• [What to produce]: Rewrite everything from the line containing "above for tree" down to the line containing "[136,1,149,20]", putting "farm manager" wherever "agronomist" appears and leaving all else unchanged.

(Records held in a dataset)
• • • • •
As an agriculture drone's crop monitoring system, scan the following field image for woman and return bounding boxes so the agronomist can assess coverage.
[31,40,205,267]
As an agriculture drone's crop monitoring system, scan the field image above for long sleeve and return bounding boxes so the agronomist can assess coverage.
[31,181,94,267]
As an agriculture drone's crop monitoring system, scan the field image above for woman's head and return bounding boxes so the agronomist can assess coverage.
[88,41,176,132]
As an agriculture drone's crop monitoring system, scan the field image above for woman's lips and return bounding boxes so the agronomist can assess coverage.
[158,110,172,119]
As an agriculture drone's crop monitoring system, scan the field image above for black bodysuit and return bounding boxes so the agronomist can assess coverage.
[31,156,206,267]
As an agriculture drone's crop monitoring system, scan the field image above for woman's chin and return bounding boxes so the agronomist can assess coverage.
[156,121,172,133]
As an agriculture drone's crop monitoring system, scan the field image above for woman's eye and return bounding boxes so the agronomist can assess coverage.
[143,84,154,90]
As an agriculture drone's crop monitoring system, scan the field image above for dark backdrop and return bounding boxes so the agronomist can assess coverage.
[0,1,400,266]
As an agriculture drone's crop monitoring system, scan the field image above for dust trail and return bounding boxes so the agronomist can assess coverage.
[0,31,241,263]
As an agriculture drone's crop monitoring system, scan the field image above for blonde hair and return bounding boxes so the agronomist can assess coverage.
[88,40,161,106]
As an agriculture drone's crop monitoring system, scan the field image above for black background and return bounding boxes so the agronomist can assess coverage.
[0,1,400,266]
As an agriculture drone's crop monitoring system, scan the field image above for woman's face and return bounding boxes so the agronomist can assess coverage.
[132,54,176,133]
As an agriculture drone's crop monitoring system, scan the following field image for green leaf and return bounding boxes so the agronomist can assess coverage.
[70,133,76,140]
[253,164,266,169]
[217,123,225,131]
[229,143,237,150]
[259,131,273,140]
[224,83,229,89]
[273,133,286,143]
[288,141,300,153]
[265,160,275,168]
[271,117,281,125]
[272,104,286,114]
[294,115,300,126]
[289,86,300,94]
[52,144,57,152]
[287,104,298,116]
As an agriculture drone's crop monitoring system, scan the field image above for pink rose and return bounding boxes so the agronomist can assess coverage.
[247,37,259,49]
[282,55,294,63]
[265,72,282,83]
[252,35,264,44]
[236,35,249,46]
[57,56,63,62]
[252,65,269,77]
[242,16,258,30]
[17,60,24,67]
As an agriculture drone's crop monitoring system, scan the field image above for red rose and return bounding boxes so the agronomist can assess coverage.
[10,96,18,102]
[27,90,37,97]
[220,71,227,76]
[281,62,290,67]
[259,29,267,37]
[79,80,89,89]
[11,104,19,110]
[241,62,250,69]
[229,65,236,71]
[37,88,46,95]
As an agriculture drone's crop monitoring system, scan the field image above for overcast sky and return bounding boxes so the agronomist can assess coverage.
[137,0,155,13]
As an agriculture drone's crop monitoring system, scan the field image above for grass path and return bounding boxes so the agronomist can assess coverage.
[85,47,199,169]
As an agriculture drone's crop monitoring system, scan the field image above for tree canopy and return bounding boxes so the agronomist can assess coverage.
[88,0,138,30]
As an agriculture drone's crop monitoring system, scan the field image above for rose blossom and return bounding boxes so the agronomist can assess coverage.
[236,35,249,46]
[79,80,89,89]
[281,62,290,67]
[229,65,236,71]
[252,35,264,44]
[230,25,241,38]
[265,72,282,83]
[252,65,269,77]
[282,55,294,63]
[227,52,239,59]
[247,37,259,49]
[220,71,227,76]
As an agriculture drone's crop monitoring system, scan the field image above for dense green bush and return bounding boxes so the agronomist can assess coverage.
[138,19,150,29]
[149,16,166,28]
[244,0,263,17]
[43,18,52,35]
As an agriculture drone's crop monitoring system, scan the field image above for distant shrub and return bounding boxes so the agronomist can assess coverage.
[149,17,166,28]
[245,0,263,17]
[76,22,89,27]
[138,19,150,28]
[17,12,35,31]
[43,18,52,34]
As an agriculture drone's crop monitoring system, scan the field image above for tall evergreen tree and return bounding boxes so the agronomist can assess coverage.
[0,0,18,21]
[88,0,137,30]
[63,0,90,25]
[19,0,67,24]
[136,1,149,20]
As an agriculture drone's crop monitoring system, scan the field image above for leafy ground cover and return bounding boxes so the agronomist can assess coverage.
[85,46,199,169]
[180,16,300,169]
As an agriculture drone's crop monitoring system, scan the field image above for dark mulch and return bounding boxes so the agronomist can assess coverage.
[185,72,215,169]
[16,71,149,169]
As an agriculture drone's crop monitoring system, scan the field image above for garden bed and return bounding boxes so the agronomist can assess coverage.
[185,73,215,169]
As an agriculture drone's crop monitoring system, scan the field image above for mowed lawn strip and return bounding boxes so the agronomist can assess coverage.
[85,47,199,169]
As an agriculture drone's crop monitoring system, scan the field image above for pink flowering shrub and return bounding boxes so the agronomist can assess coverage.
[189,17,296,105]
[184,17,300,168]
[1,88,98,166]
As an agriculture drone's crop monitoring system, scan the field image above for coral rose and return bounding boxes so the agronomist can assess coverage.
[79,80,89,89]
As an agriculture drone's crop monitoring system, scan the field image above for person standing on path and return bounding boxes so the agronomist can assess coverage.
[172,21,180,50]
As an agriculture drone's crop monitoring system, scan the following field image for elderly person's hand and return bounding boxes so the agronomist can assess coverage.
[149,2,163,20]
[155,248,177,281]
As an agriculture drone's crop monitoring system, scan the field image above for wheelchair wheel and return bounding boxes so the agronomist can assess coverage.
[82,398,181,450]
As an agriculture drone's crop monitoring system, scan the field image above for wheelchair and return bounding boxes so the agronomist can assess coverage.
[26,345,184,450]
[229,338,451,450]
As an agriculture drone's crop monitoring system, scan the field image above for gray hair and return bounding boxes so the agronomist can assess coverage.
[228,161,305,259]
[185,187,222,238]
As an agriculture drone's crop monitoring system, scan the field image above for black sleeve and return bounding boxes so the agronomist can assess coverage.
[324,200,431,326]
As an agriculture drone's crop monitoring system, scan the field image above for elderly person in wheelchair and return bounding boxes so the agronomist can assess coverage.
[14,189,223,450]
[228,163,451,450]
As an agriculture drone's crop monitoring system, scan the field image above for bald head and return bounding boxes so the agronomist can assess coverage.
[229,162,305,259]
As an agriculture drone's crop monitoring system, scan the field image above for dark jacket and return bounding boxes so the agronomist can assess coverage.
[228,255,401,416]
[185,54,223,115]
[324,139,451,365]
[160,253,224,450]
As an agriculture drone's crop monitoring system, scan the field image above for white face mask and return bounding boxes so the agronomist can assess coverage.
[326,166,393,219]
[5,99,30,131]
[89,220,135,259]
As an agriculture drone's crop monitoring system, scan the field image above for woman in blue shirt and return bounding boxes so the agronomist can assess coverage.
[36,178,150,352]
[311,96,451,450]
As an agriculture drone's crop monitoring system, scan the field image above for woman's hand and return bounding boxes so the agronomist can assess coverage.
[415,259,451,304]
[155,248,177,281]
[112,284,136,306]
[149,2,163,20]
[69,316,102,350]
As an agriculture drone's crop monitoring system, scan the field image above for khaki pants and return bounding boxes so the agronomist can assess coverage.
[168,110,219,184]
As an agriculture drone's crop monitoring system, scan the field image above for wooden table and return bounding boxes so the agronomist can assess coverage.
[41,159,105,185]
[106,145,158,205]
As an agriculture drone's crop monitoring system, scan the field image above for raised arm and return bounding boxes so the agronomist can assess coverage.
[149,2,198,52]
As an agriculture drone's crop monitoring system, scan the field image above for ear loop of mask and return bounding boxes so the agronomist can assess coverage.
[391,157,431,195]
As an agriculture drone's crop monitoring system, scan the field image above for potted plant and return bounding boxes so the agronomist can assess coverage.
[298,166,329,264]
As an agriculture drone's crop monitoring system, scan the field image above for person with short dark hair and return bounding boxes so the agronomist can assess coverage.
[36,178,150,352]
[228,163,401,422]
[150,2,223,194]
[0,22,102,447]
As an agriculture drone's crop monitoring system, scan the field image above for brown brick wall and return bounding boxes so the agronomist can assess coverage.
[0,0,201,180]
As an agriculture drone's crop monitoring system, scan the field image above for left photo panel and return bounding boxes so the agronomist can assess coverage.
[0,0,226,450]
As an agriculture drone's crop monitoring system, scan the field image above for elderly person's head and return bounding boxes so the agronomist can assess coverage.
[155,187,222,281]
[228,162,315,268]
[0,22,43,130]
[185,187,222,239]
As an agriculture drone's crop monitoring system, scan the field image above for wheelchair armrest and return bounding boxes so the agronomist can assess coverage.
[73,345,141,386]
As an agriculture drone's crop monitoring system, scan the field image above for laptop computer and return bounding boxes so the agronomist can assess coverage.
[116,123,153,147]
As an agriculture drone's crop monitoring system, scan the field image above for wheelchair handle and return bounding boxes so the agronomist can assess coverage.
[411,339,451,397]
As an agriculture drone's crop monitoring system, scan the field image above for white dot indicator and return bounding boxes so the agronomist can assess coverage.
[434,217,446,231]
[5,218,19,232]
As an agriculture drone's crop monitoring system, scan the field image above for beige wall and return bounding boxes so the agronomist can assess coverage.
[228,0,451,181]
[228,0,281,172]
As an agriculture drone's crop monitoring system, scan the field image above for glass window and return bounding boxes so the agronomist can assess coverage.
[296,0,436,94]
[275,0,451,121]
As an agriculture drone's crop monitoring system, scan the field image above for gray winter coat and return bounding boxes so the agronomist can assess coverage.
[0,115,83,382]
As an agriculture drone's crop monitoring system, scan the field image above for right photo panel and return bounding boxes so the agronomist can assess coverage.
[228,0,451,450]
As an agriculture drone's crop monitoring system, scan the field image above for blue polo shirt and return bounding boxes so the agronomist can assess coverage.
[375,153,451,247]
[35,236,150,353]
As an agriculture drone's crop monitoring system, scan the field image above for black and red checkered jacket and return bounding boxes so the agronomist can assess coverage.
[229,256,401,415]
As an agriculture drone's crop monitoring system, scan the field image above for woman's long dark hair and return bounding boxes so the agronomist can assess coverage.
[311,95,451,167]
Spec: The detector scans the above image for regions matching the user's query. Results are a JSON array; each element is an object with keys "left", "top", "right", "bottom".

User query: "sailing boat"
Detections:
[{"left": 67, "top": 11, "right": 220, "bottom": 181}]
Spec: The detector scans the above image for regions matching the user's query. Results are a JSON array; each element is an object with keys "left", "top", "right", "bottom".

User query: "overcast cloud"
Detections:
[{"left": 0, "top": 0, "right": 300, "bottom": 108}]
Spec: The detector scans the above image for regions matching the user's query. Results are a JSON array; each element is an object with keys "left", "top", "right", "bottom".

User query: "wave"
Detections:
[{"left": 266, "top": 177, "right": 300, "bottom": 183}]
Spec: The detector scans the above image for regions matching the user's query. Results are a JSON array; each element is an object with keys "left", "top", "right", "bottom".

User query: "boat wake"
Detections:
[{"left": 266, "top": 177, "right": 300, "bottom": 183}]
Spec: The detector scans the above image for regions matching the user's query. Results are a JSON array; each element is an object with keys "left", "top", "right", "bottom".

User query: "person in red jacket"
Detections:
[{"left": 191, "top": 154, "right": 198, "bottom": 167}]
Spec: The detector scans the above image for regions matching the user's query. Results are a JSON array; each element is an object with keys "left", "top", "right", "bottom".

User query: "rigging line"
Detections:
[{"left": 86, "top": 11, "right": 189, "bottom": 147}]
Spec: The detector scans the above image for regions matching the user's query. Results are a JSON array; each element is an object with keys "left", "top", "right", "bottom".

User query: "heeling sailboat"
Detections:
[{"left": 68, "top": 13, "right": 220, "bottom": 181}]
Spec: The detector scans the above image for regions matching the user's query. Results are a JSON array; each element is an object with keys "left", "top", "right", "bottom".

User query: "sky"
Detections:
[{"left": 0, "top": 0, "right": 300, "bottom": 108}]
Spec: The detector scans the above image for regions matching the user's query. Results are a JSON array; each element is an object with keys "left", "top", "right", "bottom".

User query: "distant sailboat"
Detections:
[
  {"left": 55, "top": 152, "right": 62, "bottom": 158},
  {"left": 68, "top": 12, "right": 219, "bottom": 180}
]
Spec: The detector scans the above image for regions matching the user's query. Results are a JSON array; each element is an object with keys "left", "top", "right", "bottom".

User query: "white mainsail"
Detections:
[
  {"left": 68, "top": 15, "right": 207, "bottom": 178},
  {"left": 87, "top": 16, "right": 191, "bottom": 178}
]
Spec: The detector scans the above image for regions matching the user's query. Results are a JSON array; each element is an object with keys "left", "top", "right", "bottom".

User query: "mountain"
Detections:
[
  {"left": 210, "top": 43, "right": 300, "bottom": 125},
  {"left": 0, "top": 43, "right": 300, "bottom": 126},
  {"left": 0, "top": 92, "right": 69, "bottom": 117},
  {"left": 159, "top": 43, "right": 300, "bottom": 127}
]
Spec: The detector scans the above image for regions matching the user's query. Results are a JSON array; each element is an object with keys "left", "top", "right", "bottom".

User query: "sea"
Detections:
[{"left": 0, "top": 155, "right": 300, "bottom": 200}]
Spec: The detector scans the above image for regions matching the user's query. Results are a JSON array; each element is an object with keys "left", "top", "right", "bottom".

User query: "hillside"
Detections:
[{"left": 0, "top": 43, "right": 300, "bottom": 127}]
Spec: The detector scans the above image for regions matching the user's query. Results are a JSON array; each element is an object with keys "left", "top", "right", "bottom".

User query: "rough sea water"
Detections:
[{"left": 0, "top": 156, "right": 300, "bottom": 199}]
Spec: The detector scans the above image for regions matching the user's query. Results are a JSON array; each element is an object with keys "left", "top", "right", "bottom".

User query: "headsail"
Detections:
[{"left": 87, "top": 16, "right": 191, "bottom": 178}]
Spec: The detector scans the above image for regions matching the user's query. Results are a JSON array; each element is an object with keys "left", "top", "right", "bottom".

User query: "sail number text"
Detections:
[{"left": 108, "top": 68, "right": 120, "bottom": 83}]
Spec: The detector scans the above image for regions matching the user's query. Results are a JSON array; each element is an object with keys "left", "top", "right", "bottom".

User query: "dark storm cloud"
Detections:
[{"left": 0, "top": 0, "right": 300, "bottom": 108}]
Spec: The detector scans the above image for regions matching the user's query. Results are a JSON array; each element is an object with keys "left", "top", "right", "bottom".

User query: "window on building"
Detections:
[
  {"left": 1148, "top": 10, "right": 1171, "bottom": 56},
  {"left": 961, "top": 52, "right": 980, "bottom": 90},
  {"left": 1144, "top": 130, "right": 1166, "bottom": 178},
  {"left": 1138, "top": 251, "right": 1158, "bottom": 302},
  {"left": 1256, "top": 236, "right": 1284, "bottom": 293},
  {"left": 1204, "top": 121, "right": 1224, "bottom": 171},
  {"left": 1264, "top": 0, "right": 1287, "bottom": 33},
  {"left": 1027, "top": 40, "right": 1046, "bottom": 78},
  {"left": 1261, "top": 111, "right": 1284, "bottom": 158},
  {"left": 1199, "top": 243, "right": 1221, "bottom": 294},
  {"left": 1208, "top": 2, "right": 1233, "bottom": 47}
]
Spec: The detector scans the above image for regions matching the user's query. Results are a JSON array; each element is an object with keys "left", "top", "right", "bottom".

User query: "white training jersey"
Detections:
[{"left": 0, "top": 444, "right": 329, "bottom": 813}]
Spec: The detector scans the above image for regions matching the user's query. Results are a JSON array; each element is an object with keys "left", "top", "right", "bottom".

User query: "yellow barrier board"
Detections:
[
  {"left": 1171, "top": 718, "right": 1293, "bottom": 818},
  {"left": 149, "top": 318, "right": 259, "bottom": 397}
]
• • • • •
• [Answer for this exercise]:
As an agriculture drone's crop monitoring system, scan the field image above for tree canopy and return bounding boxes so the farm manager can assess coverage.
[88,0,138,30]
As an agriculture drone's crop monitoring system, scan the field image above for rose blossom and return bounding boxes so the farm manager can assess coverage.
[236,35,249,46]
[79,80,89,89]
[281,62,290,67]
[229,65,236,71]
[252,35,264,44]
[230,25,241,38]
[265,72,282,83]
[252,65,269,77]
[282,55,294,63]
[227,52,239,59]
[247,37,259,49]
[220,71,227,76]
As an agriculture drone's crop monitoring system, scan the field image above for dense green bush and return bounding boxes so the farm manager can assess coverage.
[138,19,150,29]
[149,16,166,28]
[244,0,263,17]
[43,18,52,35]
As an agriculture drone's crop monitoring system, scan the field image above for distant shrub and return bounding boxes so the farm manager can assess coverage.
[149,17,166,28]
[245,0,263,17]
[76,22,89,27]
[138,19,150,28]
[17,12,35,31]
[43,18,52,34]
As an agriculture drone's crop monitoring system, scan the field image above for tall evergreen tree and return bounding boxes so the farm manager can assess coverage.
[0,0,18,21]
[88,0,137,30]
[63,0,90,25]
[19,0,67,24]
[136,1,149,20]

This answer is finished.